TEXT SECTION:

______________________________

ZFS, surprise resilvering, dumb tricks

- 8 mins read

Once upon a time I got a 5-bay QNAP, and all was well until it got sulky and one of its SATA connectors decided to give up on life. Drafted in its stead, I’ve had a ZFS NAS setup for ages–going back to Fall of 2019. 8 x 4TB drives, Norco ITX-S8, 32GB ram, Ryzen 2400G, nothing too fancy. NixOS, ZFS with raidz2, great.

I ran a handy little tool I slopped up and lo-and-behold all the drives are nearly at five and a half years of online time; this is solidly in their golden years. I’d been meaning to upgrade the array to larger disks, since a good amount of space is going (cheerfully!) to error-correction and parity, and so had begun collecting replacement disks in anticipation of an upgrade. Rebuilding the array would be time-consuming and annoying and so I’d been putting it off.

Well, the week before Christmas and finally hit with inspiration, I started reorganizing all of my different linux ISOs by source and genre and album and whatnot, and also checking through old backups. Out of curiosity, I ran my health script again, and now SMART errors cropped up. Worse, ZFS had now decided that one of the disks was degraded, and so the whole zpool had begun its swan song.

It appeared that it was now time to do something.

Interlude: ZFS? Is that some kinky BSD thing?

ZFS is one of the projects that escaped from the lab over at Sun Microsystems. It’s probably the last filesystem you’ll ever need unless you’re doing embedded stuff or networked filesystem stuff. While I am not an expert in all the things it can do, the things that it can do that I care about are:

  • Data integrity and checksumming. Everything in the filesystem is monitored for bitrot, and even if you can’t fix the problem you at least can find out that it happened.

______________________________

JOB A:
List the hardware components of the NAS build described in the ZFS post.
JOB B:
Reproduce everything in the ZFS post from "Once upon a" down to "putting it off.".

Pointing records:

______________________________

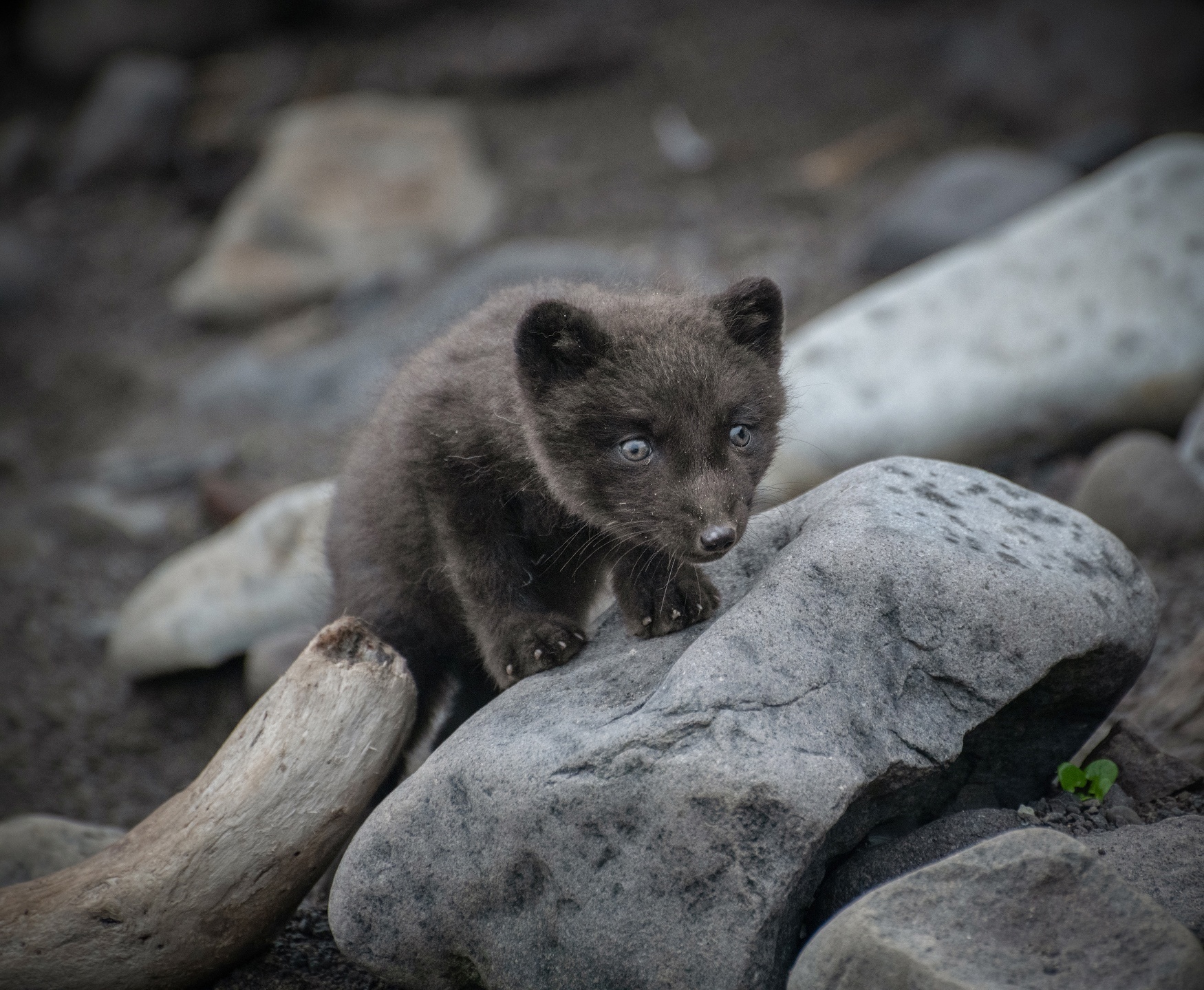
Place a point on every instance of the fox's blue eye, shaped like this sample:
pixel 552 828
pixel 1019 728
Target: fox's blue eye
pixel 637 449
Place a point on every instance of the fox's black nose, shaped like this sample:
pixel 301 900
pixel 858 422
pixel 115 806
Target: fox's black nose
pixel 718 539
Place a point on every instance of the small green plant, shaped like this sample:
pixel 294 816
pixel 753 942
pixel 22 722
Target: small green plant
pixel 1096 781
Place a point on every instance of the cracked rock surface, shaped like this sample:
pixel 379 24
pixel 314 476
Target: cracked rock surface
pixel 659 813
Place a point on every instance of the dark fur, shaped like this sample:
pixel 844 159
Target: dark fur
pixel 486 506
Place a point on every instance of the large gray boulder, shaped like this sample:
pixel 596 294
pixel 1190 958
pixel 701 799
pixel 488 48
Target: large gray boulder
pixel 660 812
pixel 1080 316
pixel 1029 908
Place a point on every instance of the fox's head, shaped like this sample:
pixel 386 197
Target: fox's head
pixel 654 416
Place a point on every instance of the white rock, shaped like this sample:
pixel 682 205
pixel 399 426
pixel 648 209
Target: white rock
pixel 1082 314
pixel 264 572
pixel 38 845
pixel 348 188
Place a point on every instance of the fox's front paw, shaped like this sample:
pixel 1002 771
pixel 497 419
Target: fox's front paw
pixel 530 643
pixel 654 607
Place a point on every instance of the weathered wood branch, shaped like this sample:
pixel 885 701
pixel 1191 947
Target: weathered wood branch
pixel 206 879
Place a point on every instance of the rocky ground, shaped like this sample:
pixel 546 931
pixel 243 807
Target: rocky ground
pixel 96 362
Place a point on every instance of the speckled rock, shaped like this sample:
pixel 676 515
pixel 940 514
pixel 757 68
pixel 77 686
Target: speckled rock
pixel 659 813
pixel 39 845
pixel 1029 908
pixel 263 574
pixel 350 188
pixel 1080 314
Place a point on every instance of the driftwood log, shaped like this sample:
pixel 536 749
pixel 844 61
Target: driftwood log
pixel 207 879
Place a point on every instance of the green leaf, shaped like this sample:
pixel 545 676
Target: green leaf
pixel 1071 777
pixel 1102 775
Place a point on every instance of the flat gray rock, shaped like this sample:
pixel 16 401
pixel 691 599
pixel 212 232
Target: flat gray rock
pixel 659 813
pixel 1080 316
pixel 34 846
pixel 1030 908
pixel 1165 860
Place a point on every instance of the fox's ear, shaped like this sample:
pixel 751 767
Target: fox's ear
pixel 557 341
pixel 753 314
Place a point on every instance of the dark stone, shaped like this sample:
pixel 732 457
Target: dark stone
pixel 72 38
pixel 871 866
pixel 1093 147
pixel 955 197
pixel 1146 771
pixel 1137 487
pixel 1165 860
pixel 1029 908
pixel 1057 65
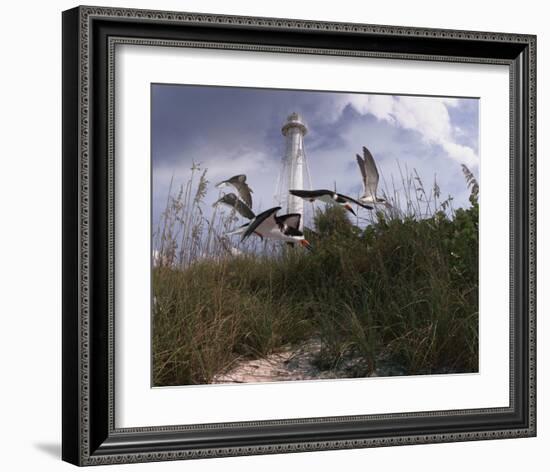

______________________________

TASK RESULT A:
- 8 x 4TB drives
- Norco ITX-S8
- 32GB ram
- Ryzen 2400G

TASK RESULT B:
Once upon a time I got a 5-bay QNAP, and all was well until it got sulky and one of its SATA connectors decided to give up on life. Drafted in its stead, I’ve had a ZFS NAS setup for ages–going back to Fall of 2019. 8 x 4TB drives, Norco ITX-S8, 32GB ram, Ryzen 2400G, nothing too fancy. NixOS, ZFS with raidz2, great.

I ran a handy little tool I slopped up and lo-and-behold all the drives are nearly at five and a half years of online time; this is solidly in their golden years. I’d been meaning to upgrade the array to larger disks, since a good amount of space is going (cheerfully!) to error-correction and parity, and so had begun collecting replacement disks in anticipation of an upgrade. Rebuilding the array would be time-consuming and annoying and so I’d been putting it off.